#### Data for review
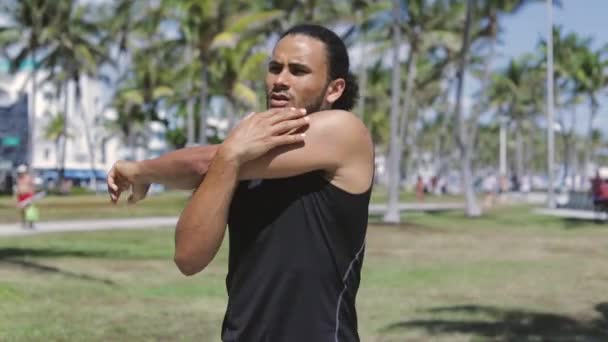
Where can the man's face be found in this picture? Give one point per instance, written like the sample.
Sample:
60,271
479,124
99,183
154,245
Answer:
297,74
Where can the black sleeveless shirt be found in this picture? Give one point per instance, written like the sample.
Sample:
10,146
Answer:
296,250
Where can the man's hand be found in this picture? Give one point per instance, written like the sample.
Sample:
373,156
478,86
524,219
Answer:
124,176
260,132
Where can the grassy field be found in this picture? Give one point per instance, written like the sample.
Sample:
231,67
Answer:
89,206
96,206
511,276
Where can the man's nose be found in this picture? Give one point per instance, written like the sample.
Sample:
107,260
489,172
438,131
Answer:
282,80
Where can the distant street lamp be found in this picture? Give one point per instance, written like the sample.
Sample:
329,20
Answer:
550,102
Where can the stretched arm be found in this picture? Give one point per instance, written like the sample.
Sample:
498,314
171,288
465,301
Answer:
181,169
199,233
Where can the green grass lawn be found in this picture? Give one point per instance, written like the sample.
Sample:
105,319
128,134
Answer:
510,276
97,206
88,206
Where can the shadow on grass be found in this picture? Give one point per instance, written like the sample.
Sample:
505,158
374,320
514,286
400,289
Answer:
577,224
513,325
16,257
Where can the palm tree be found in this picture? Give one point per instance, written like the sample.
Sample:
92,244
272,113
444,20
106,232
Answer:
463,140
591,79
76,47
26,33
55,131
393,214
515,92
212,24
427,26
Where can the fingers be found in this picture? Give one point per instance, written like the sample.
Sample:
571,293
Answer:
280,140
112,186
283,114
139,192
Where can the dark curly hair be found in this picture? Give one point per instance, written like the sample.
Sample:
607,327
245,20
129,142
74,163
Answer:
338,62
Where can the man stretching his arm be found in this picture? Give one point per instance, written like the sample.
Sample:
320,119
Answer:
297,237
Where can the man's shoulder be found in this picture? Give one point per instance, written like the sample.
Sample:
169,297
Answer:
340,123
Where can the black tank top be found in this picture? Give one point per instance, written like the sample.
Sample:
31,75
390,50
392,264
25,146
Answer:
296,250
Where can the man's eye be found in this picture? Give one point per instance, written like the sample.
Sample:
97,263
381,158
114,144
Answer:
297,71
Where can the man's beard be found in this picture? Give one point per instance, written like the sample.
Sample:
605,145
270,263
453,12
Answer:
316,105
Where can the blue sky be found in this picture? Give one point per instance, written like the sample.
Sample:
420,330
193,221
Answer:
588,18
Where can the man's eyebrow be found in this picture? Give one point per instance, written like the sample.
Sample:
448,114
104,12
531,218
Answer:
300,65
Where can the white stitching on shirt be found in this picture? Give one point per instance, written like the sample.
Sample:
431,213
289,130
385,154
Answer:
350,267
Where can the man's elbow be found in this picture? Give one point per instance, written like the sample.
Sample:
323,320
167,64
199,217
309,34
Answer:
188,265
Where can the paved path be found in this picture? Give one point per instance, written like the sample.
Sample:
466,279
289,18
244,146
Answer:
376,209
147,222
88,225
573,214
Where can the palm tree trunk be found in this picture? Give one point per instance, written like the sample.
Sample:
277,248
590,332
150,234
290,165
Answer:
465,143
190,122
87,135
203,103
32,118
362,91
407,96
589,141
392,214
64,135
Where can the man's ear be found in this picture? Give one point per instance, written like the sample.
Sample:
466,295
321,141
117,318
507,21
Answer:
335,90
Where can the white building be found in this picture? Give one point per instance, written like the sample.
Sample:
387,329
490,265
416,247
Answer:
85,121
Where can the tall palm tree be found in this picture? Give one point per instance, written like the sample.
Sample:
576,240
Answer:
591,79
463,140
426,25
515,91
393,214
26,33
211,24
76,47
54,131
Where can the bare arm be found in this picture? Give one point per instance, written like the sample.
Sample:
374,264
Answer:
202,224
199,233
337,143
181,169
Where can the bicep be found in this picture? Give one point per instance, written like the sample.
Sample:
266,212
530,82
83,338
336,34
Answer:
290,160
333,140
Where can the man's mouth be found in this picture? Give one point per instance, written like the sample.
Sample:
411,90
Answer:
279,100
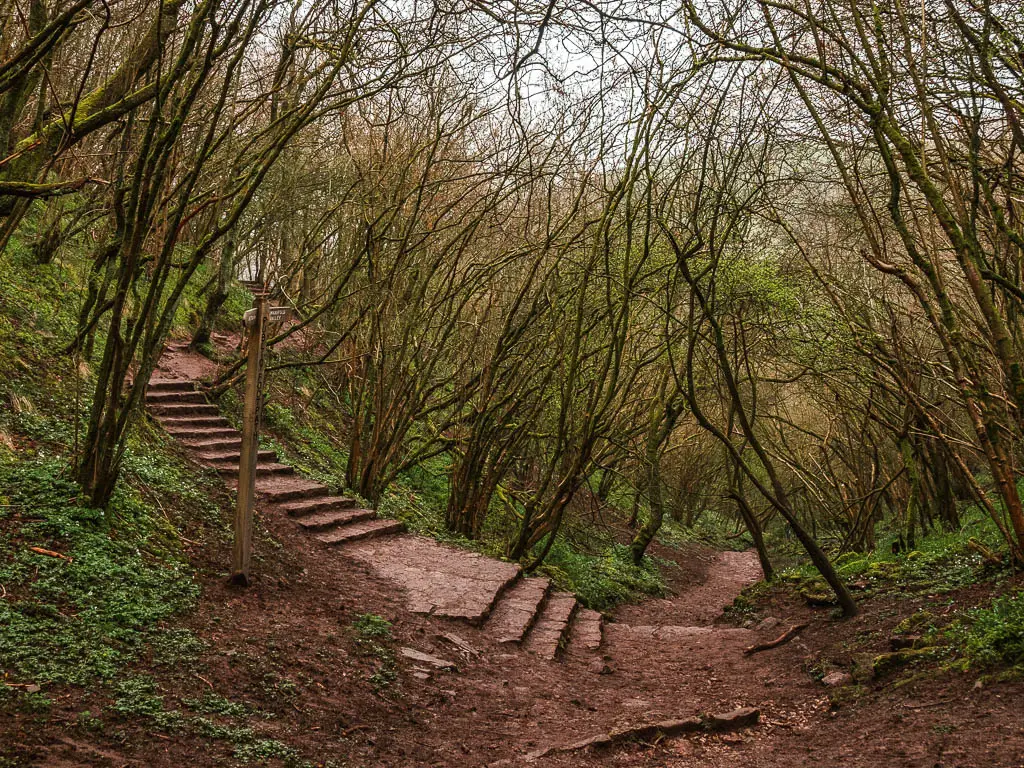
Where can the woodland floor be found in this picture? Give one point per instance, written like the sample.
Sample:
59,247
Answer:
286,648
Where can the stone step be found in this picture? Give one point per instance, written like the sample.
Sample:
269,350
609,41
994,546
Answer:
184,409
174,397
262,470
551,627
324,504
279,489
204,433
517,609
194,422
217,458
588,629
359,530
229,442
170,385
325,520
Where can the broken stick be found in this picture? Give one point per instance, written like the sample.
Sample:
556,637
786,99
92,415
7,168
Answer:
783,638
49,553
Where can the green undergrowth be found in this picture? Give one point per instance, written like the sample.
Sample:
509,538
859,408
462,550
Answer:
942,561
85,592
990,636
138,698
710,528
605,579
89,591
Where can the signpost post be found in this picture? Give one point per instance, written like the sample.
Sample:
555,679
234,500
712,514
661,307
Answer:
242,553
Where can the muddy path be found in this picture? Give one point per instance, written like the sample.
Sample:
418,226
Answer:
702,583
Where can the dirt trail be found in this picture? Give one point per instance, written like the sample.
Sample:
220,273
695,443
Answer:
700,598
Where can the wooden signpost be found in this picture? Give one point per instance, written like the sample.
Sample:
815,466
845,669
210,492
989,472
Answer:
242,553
########
__Exercise details__:
Lines with "green": return each one from the data above.

__Response to the task__:
Where can the green grass lawn be found in this picture? Give one point per instance, written like the sample.
Where can the green undergrowth be found in this picture? Give one point per instance, written like the sample.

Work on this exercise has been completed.